Items drawn from a data source:
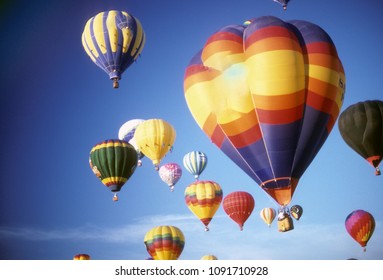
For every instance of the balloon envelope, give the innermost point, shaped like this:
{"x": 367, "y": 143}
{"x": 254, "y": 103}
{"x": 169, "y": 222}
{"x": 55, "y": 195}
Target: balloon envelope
{"x": 238, "y": 206}
{"x": 361, "y": 127}
{"x": 113, "y": 161}
{"x": 267, "y": 94}
{"x": 195, "y": 162}
{"x": 296, "y": 211}
{"x": 155, "y": 138}
{"x": 268, "y": 215}
{"x": 126, "y": 133}
{"x": 203, "y": 199}
{"x": 360, "y": 225}
{"x": 113, "y": 40}
{"x": 164, "y": 242}
{"x": 170, "y": 173}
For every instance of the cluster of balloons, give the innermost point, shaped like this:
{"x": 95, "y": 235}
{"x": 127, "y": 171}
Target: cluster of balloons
{"x": 267, "y": 93}
{"x": 114, "y": 161}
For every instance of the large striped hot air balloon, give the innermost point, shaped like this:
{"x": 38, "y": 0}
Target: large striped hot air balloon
{"x": 361, "y": 126}
{"x": 238, "y": 206}
{"x": 267, "y": 93}
{"x": 155, "y": 138}
{"x": 164, "y": 242}
{"x": 113, "y": 40}
{"x": 203, "y": 199}
{"x": 360, "y": 225}
{"x": 113, "y": 161}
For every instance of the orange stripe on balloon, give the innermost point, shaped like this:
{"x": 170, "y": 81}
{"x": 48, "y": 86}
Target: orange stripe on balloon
{"x": 270, "y": 32}
{"x": 272, "y": 44}
{"x": 247, "y": 137}
{"x": 322, "y": 47}
{"x": 279, "y": 102}
{"x": 197, "y": 74}
{"x": 280, "y": 116}
{"x": 221, "y": 46}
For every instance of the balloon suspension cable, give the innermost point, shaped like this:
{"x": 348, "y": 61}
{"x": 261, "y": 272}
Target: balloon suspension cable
{"x": 115, "y": 197}
{"x": 115, "y": 83}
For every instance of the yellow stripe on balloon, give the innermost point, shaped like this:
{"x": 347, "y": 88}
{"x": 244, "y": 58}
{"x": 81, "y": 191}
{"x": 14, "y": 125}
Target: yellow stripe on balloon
{"x": 111, "y": 180}
{"x": 98, "y": 29}
{"x": 87, "y": 42}
{"x": 276, "y": 72}
{"x": 112, "y": 30}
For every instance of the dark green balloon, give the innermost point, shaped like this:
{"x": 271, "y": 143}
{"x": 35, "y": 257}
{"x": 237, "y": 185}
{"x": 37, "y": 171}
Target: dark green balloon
{"x": 113, "y": 162}
{"x": 361, "y": 126}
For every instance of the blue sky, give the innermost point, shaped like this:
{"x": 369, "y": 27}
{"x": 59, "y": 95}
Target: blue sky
{"x": 56, "y": 104}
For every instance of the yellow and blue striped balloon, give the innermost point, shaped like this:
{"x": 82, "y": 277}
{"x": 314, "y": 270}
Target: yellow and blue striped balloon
{"x": 113, "y": 40}
{"x": 195, "y": 162}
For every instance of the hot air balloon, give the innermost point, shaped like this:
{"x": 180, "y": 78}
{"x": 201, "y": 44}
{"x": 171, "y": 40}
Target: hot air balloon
{"x": 361, "y": 126}
{"x": 296, "y": 211}
{"x": 113, "y": 40}
{"x": 283, "y": 3}
{"x": 126, "y": 133}
{"x": 170, "y": 173}
{"x": 267, "y": 94}
{"x": 195, "y": 162}
{"x": 238, "y": 206}
{"x": 164, "y": 242}
{"x": 268, "y": 215}
{"x": 203, "y": 198}
{"x": 81, "y": 257}
{"x": 113, "y": 162}
{"x": 155, "y": 138}
{"x": 209, "y": 258}
{"x": 360, "y": 225}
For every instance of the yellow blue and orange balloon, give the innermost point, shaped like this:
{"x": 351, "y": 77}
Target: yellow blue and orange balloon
{"x": 113, "y": 40}
{"x": 268, "y": 215}
{"x": 113, "y": 161}
{"x": 203, "y": 199}
{"x": 360, "y": 225}
{"x": 195, "y": 163}
{"x": 361, "y": 127}
{"x": 155, "y": 138}
{"x": 126, "y": 133}
{"x": 164, "y": 242}
{"x": 81, "y": 257}
{"x": 267, "y": 93}
{"x": 170, "y": 173}
{"x": 239, "y": 205}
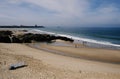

GOAL>
Return all of the records above word for word, line for line, and leave out the pictures.

OUTPUT>
For every instance of the balloon envelope, give the innermost point, shaped like this:
{"x": 367, "y": 143}
{"x": 254, "y": 103}
{"x": 169, "y": 222}
{"x": 55, "y": 195}
Target: balloon envelope
{"x": 238, "y": 206}
{"x": 361, "y": 127}
{"x": 113, "y": 161}
{"x": 267, "y": 94}
{"x": 195, "y": 162}
{"x": 296, "y": 211}
{"x": 155, "y": 138}
{"x": 268, "y": 215}
{"x": 126, "y": 133}
{"x": 203, "y": 199}
{"x": 360, "y": 225}
{"x": 113, "y": 40}
{"x": 164, "y": 242}
{"x": 170, "y": 173}
For every instance of the cluster of balloons, give the innermost point, shaped like this:
{"x": 95, "y": 235}
{"x": 127, "y": 171}
Target: cluster of balloons
{"x": 267, "y": 93}
{"x": 114, "y": 161}
For every instance of the large striped hot air balloon, give the innermost point, shaped like this:
{"x": 38, "y": 0}
Target: large striped hot air balloon
{"x": 361, "y": 126}
{"x": 238, "y": 206}
{"x": 267, "y": 93}
{"x": 155, "y": 138}
{"x": 164, "y": 242}
{"x": 113, "y": 40}
{"x": 203, "y": 199}
{"x": 360, "y": 225}
{"x": 113, "y": 161}
For every instance of the orange stripe on balloon, give the innermost point, shaped like this:
{"x": 170, "y": 81}
{"x": 48, "y": 86}
Target: orange stripe on balloon
{"x": 270, "y": 32}
{"x": 272, "y": 44}
{"x": 247, "y": 137}
{"x": 322, "y": 47}
{"x": 279, "y": 102}
{"x": 197, "y": 74}
{"x": 280, "y": 116}
{"x": 221, "y": 46}
For every instance of the balloon suspension cable, give the innermost point, shaped like this:
{"x": 348, "y": 61}
{"x": 261, "y": 272}
Target: balloon suspension cable
{"x": 115, "y": 197}
{"x": 115, "y": 83}
For every instance of the yellow stripe on balloon, give the innermost point, shaped like this:
{"x": 347, "y": 88}
{"x": 244, "y": 58}
{"x": 81, "y": 191}
{"x": 14, "y": 125}
Target: yellow stripe on balloon
{"x": 111, "y": 180}
{"x": 98, "y": 29}
{"x": 87, "y": 42}
{"x": 276, "y": 72}
{"x": 112, "y": 30}
For every instance of the dark green balloon, give the innermost point, shaped like this:
{"x": 271, "y": 143}
{"x": 35, "y": 257}
{"x": 237, "y": 185}
{"x": 37, "y": 171}
Target: dark green balloon
{"x": 113, "y": 162}
{"x": 361, "y": 126}
For every instance of the blue sky, give the innermost point, shaped like this:
{"x": 369, "y": 27}
{"x": 59, "y": 95}
Target: blue sky
{"x": 56, "y": 104}
For every instance of the yellow and blue striped balloon, give the innermost point, shaped like this:
{"x": 82, "y": 277}
{"x": 314, "y": 270}
Target: yellow and blue striped balloon
{"x": 113, "y": 40}
{"x": 195, "y": 162}
For every instance of the hot air balloon, give the innermost point, shaped like this:
{"x": 180, "y": 78}
{"x": 201, "y": 44}
{"x": 171, "y": 40}
Target: hot air balloon
{"x": 361, "y": 126}
{"x": 296, "y": 211}
{"x": 113, "y": 40}
{"x": 283, "y": 3}
{"x": 126, "y": 133}
{"x": 170, "y": 173}
{"x": 267, "y": 94}
{"x": 195, "y": 162}
{"x": 238, "y": 206}
{"x": 164, "y": 242}
{"x": 268, "y": 215}
{"x": 203, "y": 198}
{"x": 81, "y": 257}
{"x": 113, "y": 162}
{"x": 155, "y": 138}
{"x": 209, "y": 258}
{"x": 360, "y": 225}
For every instance of the yellow blue and orange balloon, give the innermost point, shaped like this:
{"x": 351, "y": 77}
Target: yellow blue and orange balloon
{"x": 113, "y": 40}
{"x": 268, "y": 215}
{"x": 113, "y": 161}
{"x": 203, "y": 199}
{"x": 360, "y": 225}
{"x": 195, "y": 163}
{"x": 361, "y": 127}
{"x": 155, "y": 138}
{"x": 126, "y": 133}
{"x": 164, "y": 242}
{"x": 81, "y": 257}
{"x": 267, "y": 93}
{"x": 170, "y": 173}
{"x": 239, "y": 205}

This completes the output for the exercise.